PODANE INFORMACJE.
■ ■ ■ ■

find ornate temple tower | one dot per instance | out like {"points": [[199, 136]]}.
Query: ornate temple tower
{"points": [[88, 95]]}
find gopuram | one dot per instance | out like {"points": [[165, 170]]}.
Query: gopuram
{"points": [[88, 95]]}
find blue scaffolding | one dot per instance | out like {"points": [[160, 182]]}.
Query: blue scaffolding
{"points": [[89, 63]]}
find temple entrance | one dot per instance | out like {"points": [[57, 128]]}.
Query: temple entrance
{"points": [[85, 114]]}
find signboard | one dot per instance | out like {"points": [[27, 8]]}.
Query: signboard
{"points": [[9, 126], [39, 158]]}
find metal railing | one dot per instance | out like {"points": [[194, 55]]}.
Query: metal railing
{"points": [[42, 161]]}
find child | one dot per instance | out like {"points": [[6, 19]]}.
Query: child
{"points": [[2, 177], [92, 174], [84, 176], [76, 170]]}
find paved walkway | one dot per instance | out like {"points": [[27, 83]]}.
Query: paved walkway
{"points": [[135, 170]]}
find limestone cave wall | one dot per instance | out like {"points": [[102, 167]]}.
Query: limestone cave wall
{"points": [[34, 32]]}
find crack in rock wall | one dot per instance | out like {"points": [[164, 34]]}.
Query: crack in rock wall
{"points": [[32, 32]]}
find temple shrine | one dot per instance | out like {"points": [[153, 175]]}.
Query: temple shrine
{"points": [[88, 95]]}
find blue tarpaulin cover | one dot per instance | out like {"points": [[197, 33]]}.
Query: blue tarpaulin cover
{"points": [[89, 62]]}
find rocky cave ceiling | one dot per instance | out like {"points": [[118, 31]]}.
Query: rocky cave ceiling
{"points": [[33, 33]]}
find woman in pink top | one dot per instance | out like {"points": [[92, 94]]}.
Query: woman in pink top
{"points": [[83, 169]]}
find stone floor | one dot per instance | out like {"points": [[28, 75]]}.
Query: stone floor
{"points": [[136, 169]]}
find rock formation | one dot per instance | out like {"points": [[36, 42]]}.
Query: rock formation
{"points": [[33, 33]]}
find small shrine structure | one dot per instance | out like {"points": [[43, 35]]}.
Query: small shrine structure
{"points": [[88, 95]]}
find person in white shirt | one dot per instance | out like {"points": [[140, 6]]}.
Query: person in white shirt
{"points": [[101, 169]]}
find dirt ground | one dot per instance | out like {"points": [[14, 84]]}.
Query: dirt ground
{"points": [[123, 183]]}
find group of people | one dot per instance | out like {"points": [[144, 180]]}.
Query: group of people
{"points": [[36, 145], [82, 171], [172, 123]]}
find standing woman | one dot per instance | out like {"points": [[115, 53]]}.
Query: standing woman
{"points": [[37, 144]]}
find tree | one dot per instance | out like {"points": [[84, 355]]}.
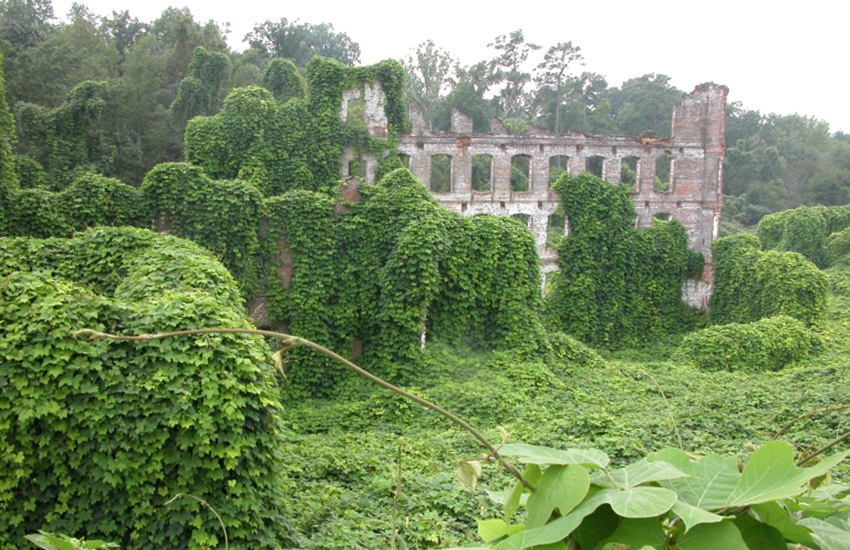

■ ■ ■ ■

Czy możesz sformatować wszystkie powyższe wpisy jako listę numerowaną, bez pustych wierszy? Obrazów nie umieszczaj w odpowiedzi.

1. find ornate temple tower | one dot per instance | out like {"points": [[199, 136]]}.
2. Query: ornate temple tower
3. {"points": [[88, 95]]}
4. find gopuram | one dot per instance | out like {"points": [[165, 170]]}.
5. Query: gopuram
6. {"points": [[88, 95]]}
7. find blue scaffolding | one dot per instance | out like {"points": [[160, 182]]}.
8. Query: blue scaffolding
9. {"points": [[89, 63]]}
10. find temple entrance | one dot per instance | out like {"points": [[57, 128]]}.
11. Query: temple entrance
12. {"points": [[85, 114]]}
13. find signboard | one dot per instance | out like {"points": [[27, 8]]}.
14. Query: signboard
15. {"points": [[9, 126], [39, 158]]}
16. find metal railing | one dot per instance | out like {"points": [[194, 55]]}.
17. Query: metal railing
18. {"points": [[42, 161]]}
19. find child | one dot per instance | out like {"points": [[6, 19]]}.
20. Query: child
21. {"points": [[2, 177], [92, 174], [84, 176], [76, 170]]}
22. find paved walkway | one dot per instance | out like {"points": [[27, 83]]}.
23. Query: paved walkway
24. {"points": [[135, 170]]}
25. find limestone cave wall | one dot per instance | out like {"points": [[102, 167]]}.
26. Query: limestone cave wall
27. {"points": [[34, 32]]}
28. find crack in rock wall | one dot per instance | out like {"points": [[164, 34]]}.
29. Query: crack in rock wall
30. {"points": [[32, 32]]}
31. find temple shrine | one dot per instance | out like {"points": [[153, 175]]}.
32. Query: temple shrine
33. {"points": [[88, 95]]}
34. find blue tarpaulin cover | one dot per instance | out like {"points": [[197, 33]]}.
35. Query: blue tarpaulin cover
36. {"points": [[89, 62]]}
37. find rocky cave ceiling | one dot per instance | out like {"points": [[118, 31]]}.
38. Query: rocky cave ceiling
39. {"points": [[33, 33]]}
40. find woman in pink top | one dot per instance | out like {"points": [[92, 94]]}.
41. Query: woman in pink top
42. {"points": [[83, 169]]}
43. find stone floor | one dot per instance | out like {"points": [[28, 75]]}.
44. Query: stone floor
45. {"points": [[136, 169]]}
46. find rock formation | one dot per instance | out like {"points": [[36, 42]]}.
47. Query: rock formation
48. {"points": [[33, 33]]}
49. find small shrine structure | one dot per instance | out like {"points": [[43, 35]]}.
50. Query: small shrine structure
51. {"points": [[88, 95]]}
52. find person in white shirt | one dot per instance | out like {"points": [[140, 6]]}.
53. Query: person in white shirt
54. {"points": [[101, 169]]}
55. find dirt ground | one dot per instance | out like {"points": [[14, 84]]}.
56. Query: dirt ground
57. {"points": [[123, 183]]}
58. find group of people | one dot per instance | out like {"points": [[144, 180]]}.
59. Query: group of people
60. {"points": [[36, 145], [82, 171], [172, 123]]}
61. find standing woman | one dot per instance | out like {"points": [[115, 53]]}.
62. Query: standing woman
63. {"points": [[37, 144]]}
64. find tree | one dot per instance | out like {"points": [[84, 355]]}.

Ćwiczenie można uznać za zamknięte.